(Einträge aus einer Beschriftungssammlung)
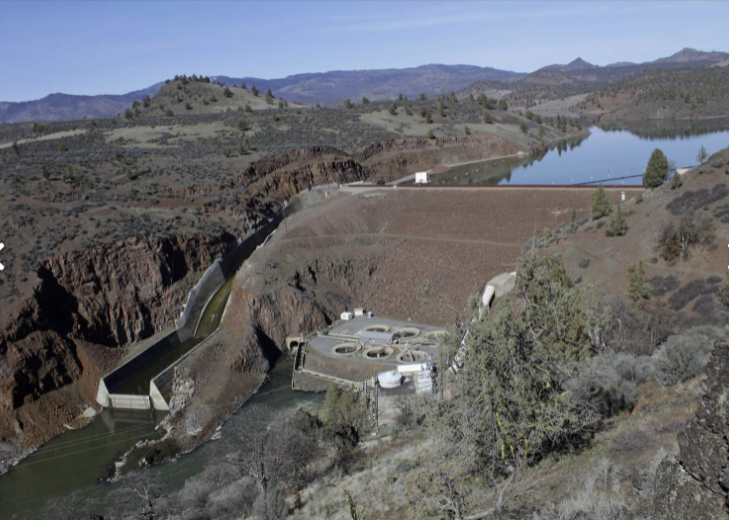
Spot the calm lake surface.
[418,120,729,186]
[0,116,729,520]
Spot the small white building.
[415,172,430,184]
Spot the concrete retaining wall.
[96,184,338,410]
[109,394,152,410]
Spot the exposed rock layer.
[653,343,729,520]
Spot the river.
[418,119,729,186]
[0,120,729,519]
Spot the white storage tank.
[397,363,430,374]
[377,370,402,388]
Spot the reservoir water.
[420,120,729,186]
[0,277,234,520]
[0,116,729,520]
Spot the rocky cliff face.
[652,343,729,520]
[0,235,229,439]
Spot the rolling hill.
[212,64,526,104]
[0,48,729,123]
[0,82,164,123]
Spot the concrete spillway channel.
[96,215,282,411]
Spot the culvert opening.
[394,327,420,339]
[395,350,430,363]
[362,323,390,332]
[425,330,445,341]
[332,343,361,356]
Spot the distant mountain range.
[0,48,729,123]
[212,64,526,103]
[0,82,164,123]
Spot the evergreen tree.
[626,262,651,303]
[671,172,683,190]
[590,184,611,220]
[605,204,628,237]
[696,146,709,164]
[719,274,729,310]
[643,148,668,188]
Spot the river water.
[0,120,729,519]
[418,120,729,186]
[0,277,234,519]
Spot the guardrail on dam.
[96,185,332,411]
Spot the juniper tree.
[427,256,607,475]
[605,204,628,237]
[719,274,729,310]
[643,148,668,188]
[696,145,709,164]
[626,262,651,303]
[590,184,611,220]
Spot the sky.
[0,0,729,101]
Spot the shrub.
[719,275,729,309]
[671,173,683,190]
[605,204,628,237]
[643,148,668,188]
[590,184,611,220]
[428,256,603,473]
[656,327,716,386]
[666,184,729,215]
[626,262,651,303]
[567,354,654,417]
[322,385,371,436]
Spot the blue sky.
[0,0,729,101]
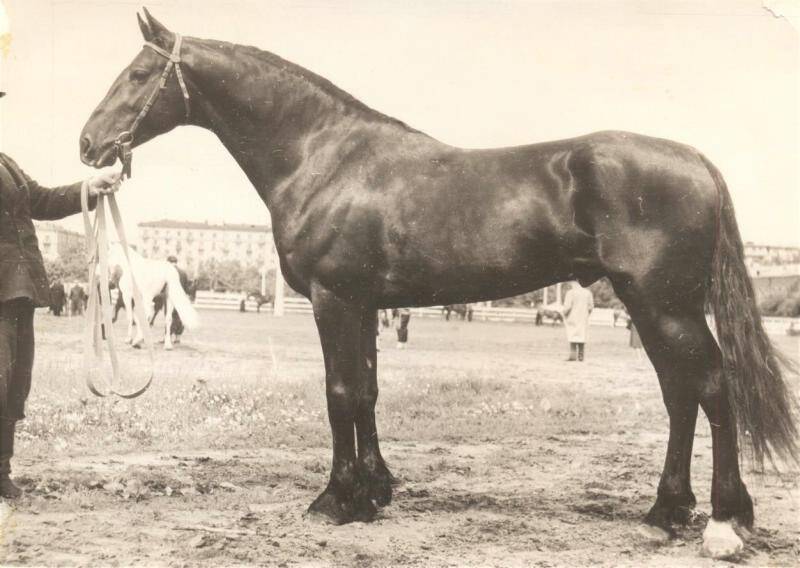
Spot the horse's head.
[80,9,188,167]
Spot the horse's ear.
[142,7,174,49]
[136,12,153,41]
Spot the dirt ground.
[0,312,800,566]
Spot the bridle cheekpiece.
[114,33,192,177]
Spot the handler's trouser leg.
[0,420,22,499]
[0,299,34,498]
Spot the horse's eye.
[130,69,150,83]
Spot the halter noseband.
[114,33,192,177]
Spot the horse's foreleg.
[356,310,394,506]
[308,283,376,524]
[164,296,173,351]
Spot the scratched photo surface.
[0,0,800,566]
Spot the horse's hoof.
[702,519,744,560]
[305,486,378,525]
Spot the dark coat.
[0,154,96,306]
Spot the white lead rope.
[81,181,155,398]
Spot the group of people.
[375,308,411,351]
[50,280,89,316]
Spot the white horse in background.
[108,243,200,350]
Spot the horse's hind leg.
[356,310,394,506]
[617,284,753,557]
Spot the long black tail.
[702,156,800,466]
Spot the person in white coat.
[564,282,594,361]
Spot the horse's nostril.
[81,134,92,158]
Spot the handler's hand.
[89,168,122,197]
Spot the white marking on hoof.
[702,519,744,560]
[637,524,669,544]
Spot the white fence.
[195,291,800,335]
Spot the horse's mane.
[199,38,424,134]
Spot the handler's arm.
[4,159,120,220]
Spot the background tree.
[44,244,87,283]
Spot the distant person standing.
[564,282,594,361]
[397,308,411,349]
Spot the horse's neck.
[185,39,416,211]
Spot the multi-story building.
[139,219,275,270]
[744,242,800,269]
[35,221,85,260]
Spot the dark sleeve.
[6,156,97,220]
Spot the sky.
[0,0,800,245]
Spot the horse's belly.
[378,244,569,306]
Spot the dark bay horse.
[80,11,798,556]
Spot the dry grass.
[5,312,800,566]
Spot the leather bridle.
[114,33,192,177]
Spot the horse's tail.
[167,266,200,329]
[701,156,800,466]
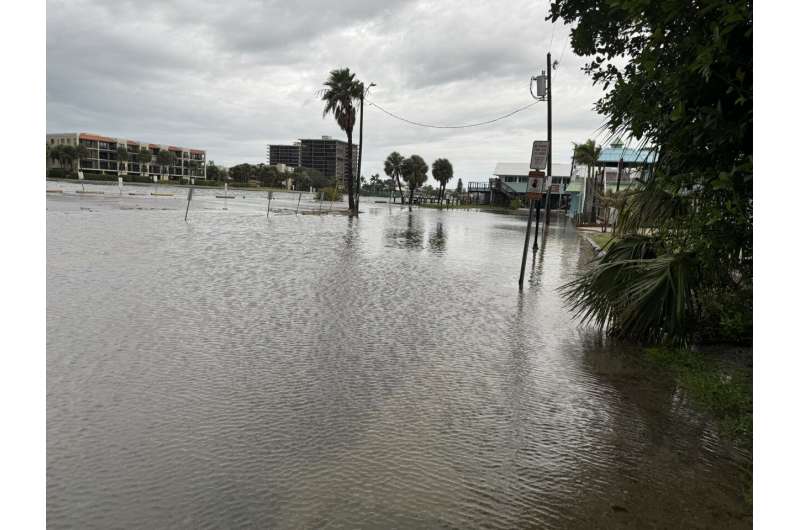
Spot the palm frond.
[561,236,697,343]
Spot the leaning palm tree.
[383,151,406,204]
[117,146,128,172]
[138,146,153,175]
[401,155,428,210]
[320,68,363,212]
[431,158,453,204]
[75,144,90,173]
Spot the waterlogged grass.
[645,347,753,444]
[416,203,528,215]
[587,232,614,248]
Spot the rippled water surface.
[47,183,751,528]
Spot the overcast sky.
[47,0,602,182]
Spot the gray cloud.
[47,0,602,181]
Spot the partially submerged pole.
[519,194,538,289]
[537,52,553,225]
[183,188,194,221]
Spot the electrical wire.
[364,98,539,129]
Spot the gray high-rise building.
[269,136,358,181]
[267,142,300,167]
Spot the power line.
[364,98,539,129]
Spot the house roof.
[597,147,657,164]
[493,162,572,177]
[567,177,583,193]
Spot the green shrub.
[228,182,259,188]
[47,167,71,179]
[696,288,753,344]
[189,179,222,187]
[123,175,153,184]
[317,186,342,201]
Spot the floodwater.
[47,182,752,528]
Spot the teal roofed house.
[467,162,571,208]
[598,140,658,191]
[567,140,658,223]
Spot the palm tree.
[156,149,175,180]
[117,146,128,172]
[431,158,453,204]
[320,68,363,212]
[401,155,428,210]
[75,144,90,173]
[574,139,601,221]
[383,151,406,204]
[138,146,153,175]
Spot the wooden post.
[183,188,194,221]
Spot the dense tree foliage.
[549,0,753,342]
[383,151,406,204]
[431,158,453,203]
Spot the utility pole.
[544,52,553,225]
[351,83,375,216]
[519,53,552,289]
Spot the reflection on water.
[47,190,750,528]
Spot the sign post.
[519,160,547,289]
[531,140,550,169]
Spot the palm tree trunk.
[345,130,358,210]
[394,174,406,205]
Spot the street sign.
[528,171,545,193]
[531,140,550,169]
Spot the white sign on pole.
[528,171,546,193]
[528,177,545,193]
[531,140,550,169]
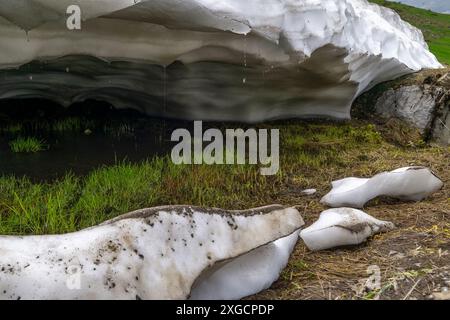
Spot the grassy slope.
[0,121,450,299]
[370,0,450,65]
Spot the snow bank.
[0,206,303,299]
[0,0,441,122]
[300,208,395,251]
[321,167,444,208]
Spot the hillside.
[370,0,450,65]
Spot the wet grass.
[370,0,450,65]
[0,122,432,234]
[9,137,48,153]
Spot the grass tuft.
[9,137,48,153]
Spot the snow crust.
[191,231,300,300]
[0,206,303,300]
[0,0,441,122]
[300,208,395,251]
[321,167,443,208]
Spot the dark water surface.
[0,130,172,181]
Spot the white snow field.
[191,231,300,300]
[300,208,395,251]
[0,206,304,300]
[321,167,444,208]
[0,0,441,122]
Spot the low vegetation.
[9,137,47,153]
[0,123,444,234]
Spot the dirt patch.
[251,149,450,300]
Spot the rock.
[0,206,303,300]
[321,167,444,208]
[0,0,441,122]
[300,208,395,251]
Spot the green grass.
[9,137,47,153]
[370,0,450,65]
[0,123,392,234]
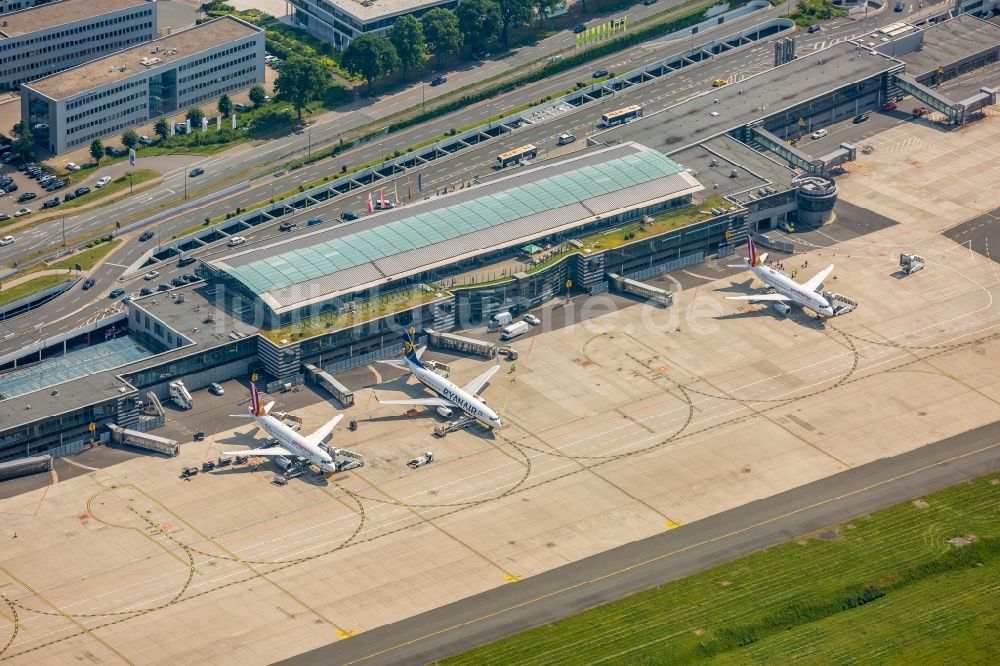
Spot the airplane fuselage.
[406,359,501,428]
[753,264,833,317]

Aufgabe
Gib jede Zeile der Einträge zurück, in der das Wort „dirt“ vorkommt.

Lösung
Spot the dirt ground.
Spot the dirt patch.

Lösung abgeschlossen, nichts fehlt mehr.